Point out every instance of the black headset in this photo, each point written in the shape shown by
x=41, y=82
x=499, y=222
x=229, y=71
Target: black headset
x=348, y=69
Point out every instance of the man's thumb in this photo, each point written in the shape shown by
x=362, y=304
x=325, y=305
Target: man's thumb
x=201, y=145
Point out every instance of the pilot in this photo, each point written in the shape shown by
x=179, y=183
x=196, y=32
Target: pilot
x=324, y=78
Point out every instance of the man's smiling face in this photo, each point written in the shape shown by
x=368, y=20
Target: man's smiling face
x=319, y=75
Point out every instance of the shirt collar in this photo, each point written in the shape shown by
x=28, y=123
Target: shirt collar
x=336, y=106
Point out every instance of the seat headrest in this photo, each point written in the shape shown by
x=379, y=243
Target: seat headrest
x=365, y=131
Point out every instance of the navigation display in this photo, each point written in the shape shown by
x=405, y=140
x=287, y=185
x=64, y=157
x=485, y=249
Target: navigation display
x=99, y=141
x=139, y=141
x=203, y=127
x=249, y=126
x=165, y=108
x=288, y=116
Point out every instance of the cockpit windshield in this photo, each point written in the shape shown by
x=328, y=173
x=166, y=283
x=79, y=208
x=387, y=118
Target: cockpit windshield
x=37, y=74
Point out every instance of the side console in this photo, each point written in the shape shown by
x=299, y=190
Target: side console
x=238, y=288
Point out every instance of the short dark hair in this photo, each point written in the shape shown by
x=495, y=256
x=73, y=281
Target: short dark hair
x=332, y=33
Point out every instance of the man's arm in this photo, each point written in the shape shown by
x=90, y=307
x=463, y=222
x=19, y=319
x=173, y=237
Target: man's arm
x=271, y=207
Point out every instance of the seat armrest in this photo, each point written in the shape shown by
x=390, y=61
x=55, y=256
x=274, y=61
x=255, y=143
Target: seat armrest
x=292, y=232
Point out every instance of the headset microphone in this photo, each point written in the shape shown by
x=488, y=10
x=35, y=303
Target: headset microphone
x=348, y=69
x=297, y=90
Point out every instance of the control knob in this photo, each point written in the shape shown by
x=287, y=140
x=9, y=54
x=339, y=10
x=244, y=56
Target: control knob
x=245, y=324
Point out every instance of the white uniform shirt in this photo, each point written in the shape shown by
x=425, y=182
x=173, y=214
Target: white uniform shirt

————————

Your task: Reproduce all of the records above verbatim, line by line, without changing anything.

Output:
Point out every instance of the black headset in this photo, each point written in the shape shown by
x=41, y=82
x=499, y=222
x=229, y=71
Target: black headset
x=348, y=69
Point out every instance of the man's thumb in this photo, each point written in the shape shown by
x=362, y=304
x=325, y=305
Target: man's thumb
x=201, y=145
Point out every instance of the pilot in this photo, each point written in the shape shown by
x=179, y=183
x=196, y=32
Target: pilot
x=324, y=78
Point out every instance of the man's smiling face in this photo, each point written in the shape shown by
x=368, y=20
Target: man's smiling face
x=319, y=75
Point out every instance of the shirt collar in this photo, each point written in the shape shown by
x=28, y=123
Target: shirt collar
x=336, y=106
Point out every instance of the seat headrest in this photo, each point written in the shape shown by
x=379, y=243
Target: seat headrest
x=365, y=131
Point out every instance of the navigation display in this photo, each point written in the shape shown by
x=405, y=140
x=287, y=185
x=64, y=157
x=485, y=249
Target: navigation display
x=99, y=141
x=139, y=141
x=203, y=127
x=249, y=126
x=165, y=108
x=288, y=116
Point out every instance of the cockpit windshield in this photo, each point written in the shape shown by
x=328, y=173
x=166, y=283
x=79, y=208
x=387, y=118
Target: cockpit windshield
x=37, y=74
Point out every instance of the side console in this photo, each point written in the shape shown by
x=299, y=190
Target: side console
x=238, y=288
Point out every instance of the short dark hair in this photo, each point written in the shape shown by
x=495, y=256
x=73, y=281
Target: short dark hair
x=332, y=33
Point out every instance of the man's arm in this photo, each point written in the shape shown by
x=90, y=307
x=463, y=222
x=19, y=319
x=173, y=237
Target: man's arm
x=271, y=207
Point out every instance of the seat armrest in this photo, each point written in the shape shown by
x=390, y=61
x=55, y=256
x=274, y=61
x=255, y=143
Target: seat armrest
x=292, y=232
Point out every instance of the headset microphone in this photo, each point written in the shape shown by
x=488, y=10
x=35, y=303
Target: headset microphone
x=348, y=69
x=297, y=90
Point out every instance of the control knob in this photo, each point written in the shape shown by
x=287, y=140
x=9, y=54
x=339, y=10
x=244, y=56
Target: control knob
x=245, y=324
Point out every instance of the white uniform shirt in this photo, each point written in the shape shown by
x=425, y=182
x=173, y=214
Target: white uniform shirt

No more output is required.